**Gestellte Aufgabe 1:** Schreiben Sie aus dem nachstehenden Textauszug den Abschnitt wortgetreu ab, der bei den Worten "also bitte : vorher" beginnt und nach den Worten "(13. Apr 2012)" endet.

WebStart ist eben nun mal *NICHT* das all-heil-wunder-mittel wenn es um sowas wie "up-to-date halten" seiner software handet ...
auch ist die vorhandene SandBox von den meiste NICHT gewünscht ... und manchmal wäre das "produkt" mit diesen einschränkungen auch überhaupt nicht lauffähig ...


also bitte : vorher selber mal ein wenig im sun-tut über das vorgeschlagene nachlesen als es einfach stumpf zu posten ... da es auch "schattenseiten" haben kann von denen du nichts weist *wie sich hier wunderschön gezeigt hat*


----------



## L-ectron-X (13. Apr 2012)

irgendjemand hat gesagt.:
			
		

> gesetz dem fall das der user KEIN java installiert hat ... muss dies erst installiert werden bevor der client rechner überhaupt in der lage ist webstart auszuführen ...


Da gebe ich dir Recht. Habe ich nicht erwähnt. Aber wie viele Rechner haben kein Java installiert?
Der TO möchte einen Patchvorgang starten. Da er in einem Java-Forum gepostet hat, gehe ich davon aus, dass sich sein Anliegen um eine Java-Anwendung dreht.
Ergo: sollte er und die Benutzer seines Programms auch Java installiert haben, und schon greift dein ActiveX-Argument nicht mehr, zumal es sich ausschließlich auf Windows-Systeme beziehen dürfte. :bahnhof:
Sobald eine aktuelle JRE installiert ist, dürfte Webstart kein Problem mehr sein.

**Datensätze:**

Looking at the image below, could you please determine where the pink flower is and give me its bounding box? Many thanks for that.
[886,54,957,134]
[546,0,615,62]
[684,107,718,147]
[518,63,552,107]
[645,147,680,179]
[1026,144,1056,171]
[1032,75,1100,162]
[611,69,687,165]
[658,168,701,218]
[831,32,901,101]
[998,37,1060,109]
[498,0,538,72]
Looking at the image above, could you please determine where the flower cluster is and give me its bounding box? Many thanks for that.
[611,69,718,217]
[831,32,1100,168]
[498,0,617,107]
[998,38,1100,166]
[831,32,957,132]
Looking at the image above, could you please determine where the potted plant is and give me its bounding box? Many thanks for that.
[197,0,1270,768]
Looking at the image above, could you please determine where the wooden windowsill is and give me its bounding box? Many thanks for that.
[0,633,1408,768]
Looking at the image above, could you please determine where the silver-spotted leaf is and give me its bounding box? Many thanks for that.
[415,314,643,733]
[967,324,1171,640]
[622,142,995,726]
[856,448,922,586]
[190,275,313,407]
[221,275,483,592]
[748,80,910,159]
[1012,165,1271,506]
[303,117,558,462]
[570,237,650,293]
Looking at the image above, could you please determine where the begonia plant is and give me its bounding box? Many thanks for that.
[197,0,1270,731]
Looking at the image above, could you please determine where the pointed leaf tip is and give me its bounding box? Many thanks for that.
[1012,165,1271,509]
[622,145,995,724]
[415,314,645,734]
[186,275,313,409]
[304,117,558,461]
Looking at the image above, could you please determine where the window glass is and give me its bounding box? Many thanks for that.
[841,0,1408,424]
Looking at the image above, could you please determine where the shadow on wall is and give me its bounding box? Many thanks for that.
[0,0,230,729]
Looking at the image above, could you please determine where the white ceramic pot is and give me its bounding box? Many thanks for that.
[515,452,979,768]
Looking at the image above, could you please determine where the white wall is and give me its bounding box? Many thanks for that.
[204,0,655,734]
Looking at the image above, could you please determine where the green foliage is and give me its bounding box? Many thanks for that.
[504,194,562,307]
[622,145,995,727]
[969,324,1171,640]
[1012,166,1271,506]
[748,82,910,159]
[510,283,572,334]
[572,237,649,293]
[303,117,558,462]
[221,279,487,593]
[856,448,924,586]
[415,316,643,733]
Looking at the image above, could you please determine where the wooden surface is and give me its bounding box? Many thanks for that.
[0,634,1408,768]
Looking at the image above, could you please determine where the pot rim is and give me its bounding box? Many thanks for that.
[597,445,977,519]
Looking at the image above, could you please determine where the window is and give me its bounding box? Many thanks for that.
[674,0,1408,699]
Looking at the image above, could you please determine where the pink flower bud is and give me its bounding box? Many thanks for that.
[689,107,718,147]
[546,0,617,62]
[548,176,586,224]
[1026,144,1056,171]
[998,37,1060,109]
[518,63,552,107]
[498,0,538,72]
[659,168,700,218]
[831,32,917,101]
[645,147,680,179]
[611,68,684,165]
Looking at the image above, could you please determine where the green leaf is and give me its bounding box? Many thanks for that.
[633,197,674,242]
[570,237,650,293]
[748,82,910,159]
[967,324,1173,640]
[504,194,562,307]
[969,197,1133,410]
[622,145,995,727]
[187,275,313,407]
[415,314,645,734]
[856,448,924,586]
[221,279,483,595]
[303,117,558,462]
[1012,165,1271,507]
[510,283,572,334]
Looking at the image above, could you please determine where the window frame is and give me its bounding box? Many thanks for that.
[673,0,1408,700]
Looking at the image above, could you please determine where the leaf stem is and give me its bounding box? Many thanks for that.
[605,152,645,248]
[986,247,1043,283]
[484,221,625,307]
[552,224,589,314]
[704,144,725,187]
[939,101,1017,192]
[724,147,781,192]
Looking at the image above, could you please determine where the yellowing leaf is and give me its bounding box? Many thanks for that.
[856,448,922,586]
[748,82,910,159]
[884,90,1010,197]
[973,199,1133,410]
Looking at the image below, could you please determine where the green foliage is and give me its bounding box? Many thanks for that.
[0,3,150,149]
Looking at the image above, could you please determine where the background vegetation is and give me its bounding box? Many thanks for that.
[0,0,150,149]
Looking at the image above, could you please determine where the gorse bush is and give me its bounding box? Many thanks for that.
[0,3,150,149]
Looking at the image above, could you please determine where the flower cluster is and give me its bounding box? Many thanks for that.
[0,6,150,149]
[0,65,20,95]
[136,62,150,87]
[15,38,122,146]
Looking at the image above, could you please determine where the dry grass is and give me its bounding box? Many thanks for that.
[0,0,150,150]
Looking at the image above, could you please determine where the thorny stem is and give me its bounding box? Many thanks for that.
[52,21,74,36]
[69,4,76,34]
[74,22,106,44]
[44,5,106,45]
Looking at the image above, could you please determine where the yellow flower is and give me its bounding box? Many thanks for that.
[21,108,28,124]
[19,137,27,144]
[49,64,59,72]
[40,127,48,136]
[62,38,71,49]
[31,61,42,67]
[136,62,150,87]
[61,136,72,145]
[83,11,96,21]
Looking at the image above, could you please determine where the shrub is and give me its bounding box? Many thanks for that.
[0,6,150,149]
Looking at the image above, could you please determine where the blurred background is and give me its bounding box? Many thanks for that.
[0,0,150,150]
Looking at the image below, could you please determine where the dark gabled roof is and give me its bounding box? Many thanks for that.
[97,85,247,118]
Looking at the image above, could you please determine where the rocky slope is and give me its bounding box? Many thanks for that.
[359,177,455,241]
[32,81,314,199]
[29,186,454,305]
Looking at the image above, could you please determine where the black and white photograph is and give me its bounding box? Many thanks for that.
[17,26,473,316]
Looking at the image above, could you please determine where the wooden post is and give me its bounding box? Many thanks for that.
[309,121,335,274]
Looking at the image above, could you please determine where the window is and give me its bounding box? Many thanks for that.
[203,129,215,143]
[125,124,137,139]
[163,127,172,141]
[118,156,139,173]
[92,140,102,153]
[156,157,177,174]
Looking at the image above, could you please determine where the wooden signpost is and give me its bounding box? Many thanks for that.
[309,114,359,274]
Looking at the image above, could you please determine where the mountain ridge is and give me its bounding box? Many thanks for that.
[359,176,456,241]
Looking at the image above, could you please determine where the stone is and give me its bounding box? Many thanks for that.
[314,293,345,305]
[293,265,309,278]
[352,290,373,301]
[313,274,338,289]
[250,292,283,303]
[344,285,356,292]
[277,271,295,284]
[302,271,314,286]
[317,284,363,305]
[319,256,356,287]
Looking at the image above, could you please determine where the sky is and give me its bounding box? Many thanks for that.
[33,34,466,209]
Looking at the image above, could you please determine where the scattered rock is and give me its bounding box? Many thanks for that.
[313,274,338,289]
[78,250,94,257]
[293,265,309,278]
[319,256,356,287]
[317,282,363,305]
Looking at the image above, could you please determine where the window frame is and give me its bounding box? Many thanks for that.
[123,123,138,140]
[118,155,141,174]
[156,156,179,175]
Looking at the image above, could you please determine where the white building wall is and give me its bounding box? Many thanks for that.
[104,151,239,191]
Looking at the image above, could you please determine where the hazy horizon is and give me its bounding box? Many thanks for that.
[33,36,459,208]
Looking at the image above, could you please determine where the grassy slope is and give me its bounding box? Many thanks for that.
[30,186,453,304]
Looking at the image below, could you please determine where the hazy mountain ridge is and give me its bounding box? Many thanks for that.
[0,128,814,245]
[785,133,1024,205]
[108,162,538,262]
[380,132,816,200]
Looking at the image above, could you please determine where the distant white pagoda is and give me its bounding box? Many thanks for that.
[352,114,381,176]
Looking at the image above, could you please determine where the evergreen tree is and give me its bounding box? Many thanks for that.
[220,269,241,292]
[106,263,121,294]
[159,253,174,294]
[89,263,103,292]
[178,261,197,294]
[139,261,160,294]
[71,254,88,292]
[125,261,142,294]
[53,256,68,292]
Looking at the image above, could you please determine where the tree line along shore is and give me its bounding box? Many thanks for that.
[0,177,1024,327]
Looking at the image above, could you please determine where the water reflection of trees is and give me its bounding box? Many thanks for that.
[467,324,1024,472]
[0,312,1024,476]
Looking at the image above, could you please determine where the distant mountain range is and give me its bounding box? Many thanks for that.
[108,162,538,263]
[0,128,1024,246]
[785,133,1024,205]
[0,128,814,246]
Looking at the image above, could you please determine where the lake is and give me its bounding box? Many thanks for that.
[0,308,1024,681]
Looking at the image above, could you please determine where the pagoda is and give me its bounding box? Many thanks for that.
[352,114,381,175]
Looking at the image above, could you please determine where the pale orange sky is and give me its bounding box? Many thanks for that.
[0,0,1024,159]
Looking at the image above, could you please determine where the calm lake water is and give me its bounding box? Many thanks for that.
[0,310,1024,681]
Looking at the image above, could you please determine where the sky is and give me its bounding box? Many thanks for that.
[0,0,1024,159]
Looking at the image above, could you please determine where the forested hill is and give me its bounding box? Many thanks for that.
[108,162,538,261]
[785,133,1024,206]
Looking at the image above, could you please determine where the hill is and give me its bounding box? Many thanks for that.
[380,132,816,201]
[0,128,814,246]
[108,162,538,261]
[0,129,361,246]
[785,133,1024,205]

**Gestellte Aufgabe 2:** Geben Sie die obigen Datensätze unverändert wieder, beginnend mit ihrer ersten Zeile bis einschließlich der Zeile, die "[831,32,957,132]" enthält.

**Vollständige Ausgabe 1:**
also bitte : vorher selber mal ein wenig im sun-tut über das vorgeschlagene nachlesen als es einfach stumpf zu posten ... da es auch "schattenseiten" haben kann von denen du nichts weist *wie sich hier wunderschön gezeigt hat*


----------



## L-ectron-X (13. Apr 2012)

**Vollständige Ausgabe 2:**
Looking at the image below, could you please determine where the pink flower is and give me its bounding box? Many thanks for that.
[886,54,957,134]
[546,0,615,62]
[684,107,718,147]
[518,63,552,107]
[645,147,680,179]
[1026,144,1056,171]
[1032,75,1100,162]
[611,69,687,165]
[658,168,701,218]
[831,32,901,101]
[998,37,1060,109]
[498,0,538,72]
Looking at the image above, could you please determine where the flower cluster is and give me its bounding box? Many thanks for that.
[611,69,718,217]
[831,32,1100,168]
[498,0,617,107]
[998,38,1100,166]
[831,32,957,132]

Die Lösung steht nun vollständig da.